Task instructions - Copy the material below word for word, keeping every line in order, but leave out any pictures.

Shape boundary entries:

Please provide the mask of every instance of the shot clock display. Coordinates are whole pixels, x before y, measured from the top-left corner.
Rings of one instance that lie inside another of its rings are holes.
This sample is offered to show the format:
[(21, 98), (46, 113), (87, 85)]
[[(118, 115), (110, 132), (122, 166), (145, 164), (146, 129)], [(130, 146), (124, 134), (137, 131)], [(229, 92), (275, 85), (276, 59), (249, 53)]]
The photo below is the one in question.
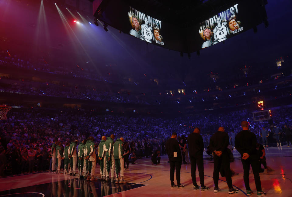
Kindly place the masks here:
[(258, 108), (261, 111), (265, 110), (265, 105), (264, 104), (264, 101), (262, 100), (259, 101), (257, 102)]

Complete output -
Please provide the mask of every instance of the shot clock display. Coordinates are whole pixels, x before y, measured from the top-left corner.
Rings of one instance that lie inside another of its rings are holes.
This sample is offered to show the format:
[(21, 98), (46, 113), (87, 85)]
[[(118, 115), (110, 132), (122, 166), (145, 164), (146, 129)], [(130, 146), (124, 134), (137, 131)], [(229, 92), (275, 85), (276, 59), (249, 53)]]
The photo below is the one in question.
Kindly place the masks here:
[(258, 108), (261, 111), (265, 110), (265, 105), (264, 104), (264, 101), (262, 100), (259, 101), (257, 102)]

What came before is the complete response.